### Trecho selecionado
------------------------------------------------------------------------

Resistência negra no cinema brasileiro: Um diálogo com a diretora Camila de Moraes

Fotografia: Alf Ribeiro

O interesse pelo cinema surgiu quando a jornalista Camila de Moraes, 31 anos, ainda estudava jornalismo na cidade de Porto Alegre, no Rio Grande do Sul, onde nasceu e viveu a maior parte da vida. Mulher negra, a jovem gaúcha acredita, no entanto, que a sétima arte é um segmento predominantemente elitista e, consequentemente, dominado por brancos. À base de muito suor, e na contramão da tendência, Camila estreou no cinema nacional em maio de 2017, com o longa-metragem O Caso do Homem Errado. O documentário de pouco mais de uma hora foi escrito, dirigido e produzido pela jornalista e sua companheira, Mariani Ferreira.  A produção, que está em cartaz no cinema do Museu Geológico da Bahia, ganhou o prêmio de melhor filme no 9º Festival Internacional Cinema Latino-Americano de São Paulo.

Por Henrique Oliveira e Tailane Muniz*, do Revista Rever 

O filme conta a história do operário Júlio César de Melo Pinto. O jovem negro que, aos 24 anos, foi preso – acusado de assaltar um supermercado –, e executado pela Polícia Militar gaúcha. O crime ficou conhecido por meio da imprensa no Rio Grande do Sul como “O caso do homem errado”. Na época, mais precisamente no dia 14 de maio de 1987, Camila tinha apenas alguns dias de vida, a proximidade familiar, no entanto, estreitou seus laços com a história de Júlio – que era irmão de criação de seu pai e padrinho de seu irmão, contou ela à Rever, que em certo momento da entrevista a emoção ficou nítida pela voz embargada. O Caso do Homem Errado, para a diretora, tem a função de denunciar o genocídio do povo negro – uma das facetas mais cruéis, visíveis e recorrentes do racismo no Brasil. Júlio César foi um jovem negro assassinado pela Polícia Militar na década de 80 e, ainda hoje, em 2018, a cada 100 pessoas mortas em situações de violência, dentro do território nacional, 71 são homens negros, com idade entre 14 e 29 anos.

A entrevista com a cineasta aconteceu dias antes de viajar para Cachoeira, cidade do Recôncavo baiano – onde participaria da Mostra MAR – Mulheres. Ativismo e Realização, que reúne produções cinematográficas de mulheres de todo Brasil. Camila chega ao espaço de segunda mulher negra a fincar no circuito comercial brasileiro de cinema 34 anos após o lançamento do filme Amor Maldito (1984), da cineasta mineira Adélia Sampaio. O que, para a jornalista, significa ocupar lugares de representação do povo e, principalmente, das mulheres negras.

RR: Quando, e por que, surgiu a vontade de produzir este documentário?

------------------------------------------------------------------------

### Tarefa a realizar
Reescreva o trecho da reportagem sobre Camila de Moraes que vai de "Resistência negra no" até "de São Paulo.", substituindo "longa-metragem" por "filme".

------------------------------------------------------------------------

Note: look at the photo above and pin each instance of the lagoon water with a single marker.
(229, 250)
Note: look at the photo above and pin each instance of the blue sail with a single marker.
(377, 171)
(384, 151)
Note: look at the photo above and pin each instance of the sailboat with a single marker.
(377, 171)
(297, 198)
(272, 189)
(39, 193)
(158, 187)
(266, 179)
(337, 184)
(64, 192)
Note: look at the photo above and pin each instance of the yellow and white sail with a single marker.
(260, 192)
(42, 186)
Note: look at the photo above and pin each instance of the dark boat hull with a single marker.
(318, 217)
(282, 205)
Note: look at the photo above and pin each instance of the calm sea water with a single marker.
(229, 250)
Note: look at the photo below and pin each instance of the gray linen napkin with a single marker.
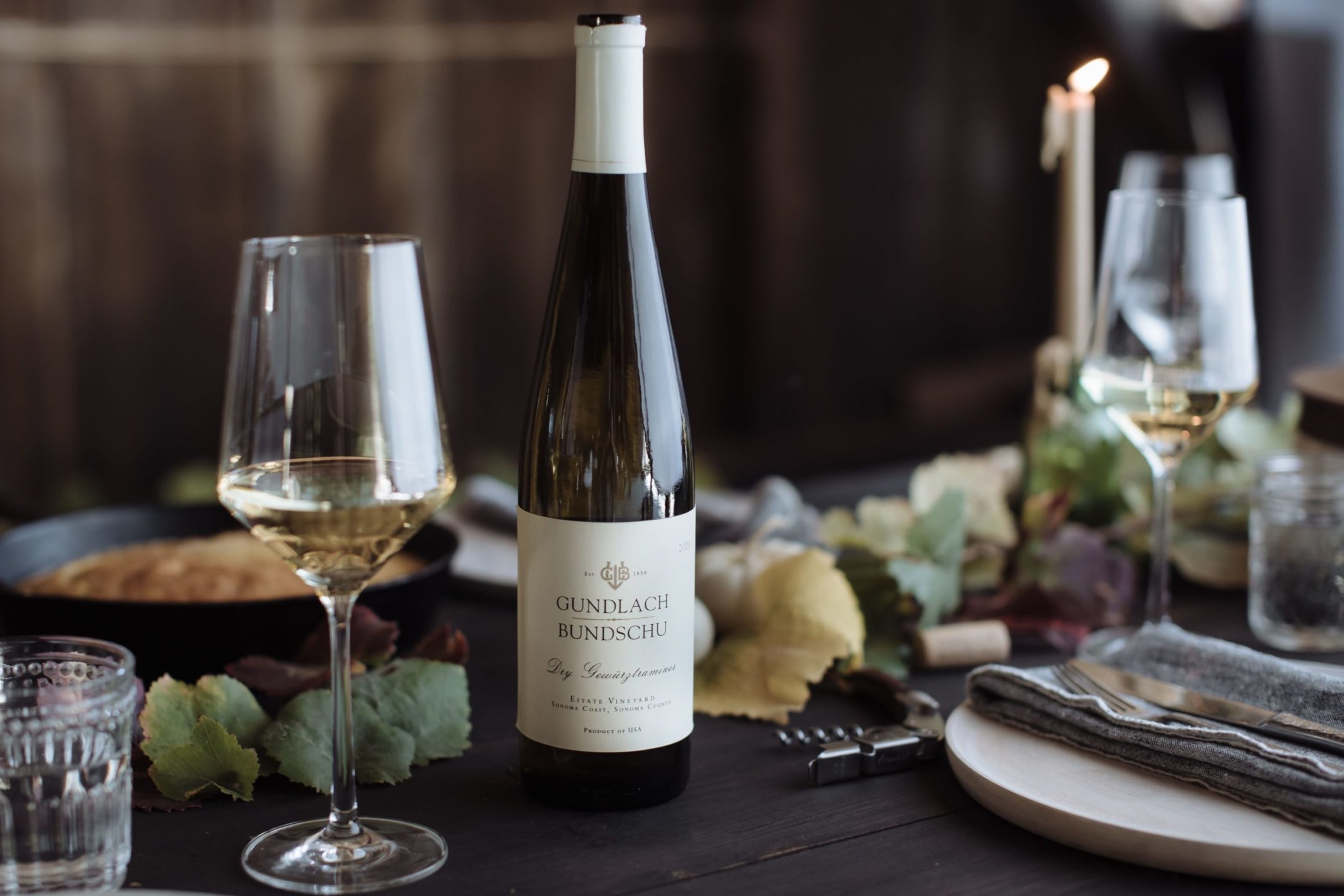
(1301, 785)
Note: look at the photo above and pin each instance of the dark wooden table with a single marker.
(748, 824)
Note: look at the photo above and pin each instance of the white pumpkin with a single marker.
(724, 576)
(703, 632)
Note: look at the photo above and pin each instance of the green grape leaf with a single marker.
(890, 656)
(425, 699)
(300, 740)
(212, 761)
(936, 587)
(940, 535)
(174, 708)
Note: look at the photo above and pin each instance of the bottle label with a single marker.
(605, 632)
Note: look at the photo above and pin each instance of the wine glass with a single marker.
(1174, 343)
(1199, 174)
(334, 454)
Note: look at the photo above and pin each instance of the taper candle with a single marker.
(1068, 141)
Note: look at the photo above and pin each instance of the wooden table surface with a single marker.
(749, 823)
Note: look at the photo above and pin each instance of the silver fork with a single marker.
(1078, 681)
(1081, 683)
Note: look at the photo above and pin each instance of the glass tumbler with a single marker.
(1297, 553)
(66, 715)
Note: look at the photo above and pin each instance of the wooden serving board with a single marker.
(1121, 812)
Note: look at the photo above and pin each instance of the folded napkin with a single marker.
(1299, 783)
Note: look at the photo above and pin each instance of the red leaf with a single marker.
(444, 644)
(373, 641)
(278, 678)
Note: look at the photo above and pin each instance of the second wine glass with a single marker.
(335, 453)
(1174, 343)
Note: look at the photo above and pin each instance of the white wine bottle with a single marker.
(607, 484)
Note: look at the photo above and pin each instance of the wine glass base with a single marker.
(1101, 644)
(386, 853)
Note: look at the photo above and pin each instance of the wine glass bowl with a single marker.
(1174, 337)
(334, 454)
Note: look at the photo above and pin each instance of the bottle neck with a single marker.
(609, 100)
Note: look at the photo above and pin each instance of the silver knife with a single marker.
(1244, 715)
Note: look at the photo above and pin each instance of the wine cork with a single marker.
(963, 644)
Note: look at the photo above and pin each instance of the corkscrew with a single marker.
(851, 751)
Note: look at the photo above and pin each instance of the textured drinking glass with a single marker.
(68, 708)
(1174, 342)
(335, 453)
(1297, 553)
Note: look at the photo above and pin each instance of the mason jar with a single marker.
(1297, 553)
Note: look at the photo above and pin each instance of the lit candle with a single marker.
(1068, 141)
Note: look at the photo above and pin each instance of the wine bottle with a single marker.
(607, 483)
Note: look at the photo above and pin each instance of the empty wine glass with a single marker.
(1174, 342)
(335, 453)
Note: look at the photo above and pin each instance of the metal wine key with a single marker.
(852, 751)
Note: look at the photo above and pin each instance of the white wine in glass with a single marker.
(335, 520)
(334, 454)
(1174, 343)
(1167, 410)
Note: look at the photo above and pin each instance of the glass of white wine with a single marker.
(334, 454)
(1174, 342)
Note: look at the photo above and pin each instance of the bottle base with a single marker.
(604, 782)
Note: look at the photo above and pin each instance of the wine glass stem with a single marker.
(343, 820)
(1159, 571)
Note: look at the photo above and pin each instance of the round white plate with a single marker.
(1108, 808)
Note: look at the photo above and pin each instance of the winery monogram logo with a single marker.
(616, 576)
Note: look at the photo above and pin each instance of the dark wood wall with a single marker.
(855, 231)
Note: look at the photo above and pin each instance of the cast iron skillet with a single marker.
(190, 640)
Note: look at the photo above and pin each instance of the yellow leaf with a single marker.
(810, 618)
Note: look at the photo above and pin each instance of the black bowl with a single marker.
(191, 640)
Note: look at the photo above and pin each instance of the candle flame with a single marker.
(1086, 78)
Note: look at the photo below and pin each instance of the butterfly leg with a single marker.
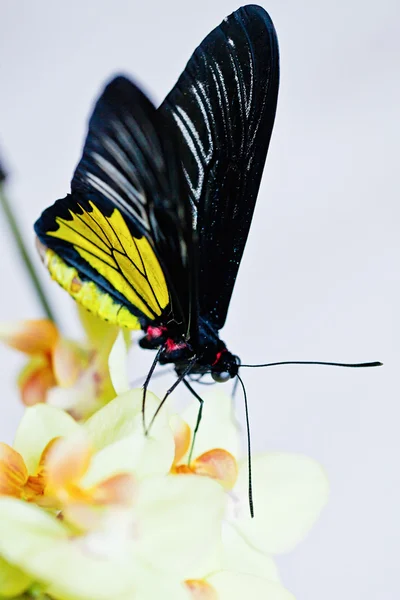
(146, 385)
(198, 420)
(181, 377)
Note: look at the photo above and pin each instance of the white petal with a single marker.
(41, 546)
(235, 586)
(137, 454)
(118, 364)
(218, 428)
(39, 425)
(289, 491)
(118, 418)
(180, 522)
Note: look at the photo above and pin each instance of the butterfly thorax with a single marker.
(211, 353)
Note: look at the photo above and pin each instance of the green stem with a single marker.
(24, 255)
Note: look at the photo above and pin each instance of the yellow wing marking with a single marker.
(87, 293)
(128, 263)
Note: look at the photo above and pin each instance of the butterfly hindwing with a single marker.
(223, 107)
(108, 229)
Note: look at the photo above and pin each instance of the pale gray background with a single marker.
(320, 275)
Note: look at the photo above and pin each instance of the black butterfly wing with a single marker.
(223, 107)
(124, 227)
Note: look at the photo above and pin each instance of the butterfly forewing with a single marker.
(223, 108)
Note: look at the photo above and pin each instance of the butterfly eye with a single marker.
(221, 377)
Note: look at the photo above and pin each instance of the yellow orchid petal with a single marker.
(31, 337)
(182, 437)
(68, 361)
(218, 428)
(201, 590)
(42, 546)
(35, 380)
(13, 472)
(180, 521)
(67, 461)
(117, 419)
(118, 365)
(81, 399)
(12, 580)
(217, 464)
(39, 425)
(100, 334)
(119, 489)
(141, 455)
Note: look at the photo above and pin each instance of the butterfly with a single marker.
(152, 234)
(153, 231)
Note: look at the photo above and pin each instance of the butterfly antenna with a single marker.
(251, 503)
(314, 362)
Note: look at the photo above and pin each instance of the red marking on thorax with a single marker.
(218, 356)
(155, 332)
(171, 345)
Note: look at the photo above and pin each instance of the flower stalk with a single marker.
(11, 220)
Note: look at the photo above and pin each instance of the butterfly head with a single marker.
(225, 366)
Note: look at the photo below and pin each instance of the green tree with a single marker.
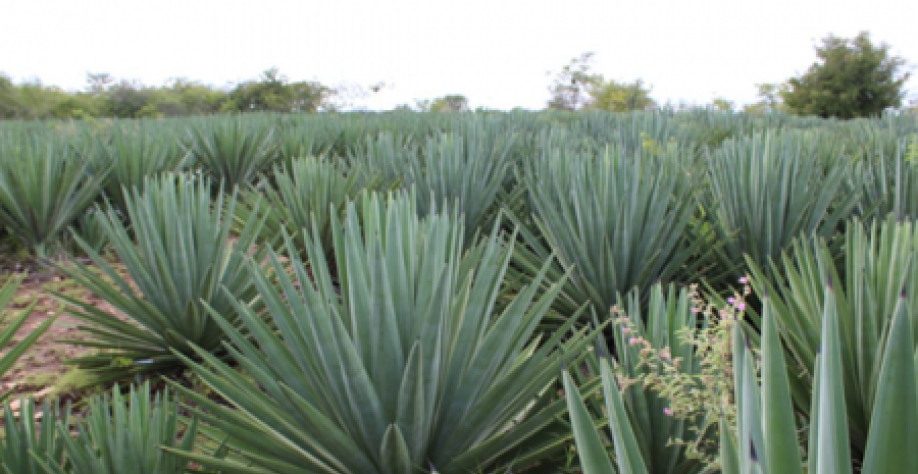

------------------------------------------------------------------------

### Solução
Resistência negra no cinema brasileiro: Um diálogo com a diretora Camila de Moraes

Fotografia: Alf Ribeiro

O interesse pelo cinema surgiu quando a jornalista Camila de Moraes, 31 anos, ainda estudava jornalismo na cidade de Porto Alegre, no Rio Grande do Sul, onde nasceu e viveu a maior parte da vida. Mulher negra, a jovem gaúcha acredita, no entanto, que a sétima arte é um segmento predominantemente elitista e, consequentemente, dominado por brancos. À base de muito suor, e na contramão da tendência, Camila estreou no cinema nacional em maio de 2017, com o filme O Caso do Homem Errado. O documentário de pouco mais de uma hora foi escrito, dirigido e produzido pela jornalista e sua companheira, Mariani Ferreira.  A produção, que está em cartaz no cinema do Museu Geológico da Bahia, ganhou o prêmio de melhor filme no 9º Festival Internacional Cinema Latino-Americano de São Paulo.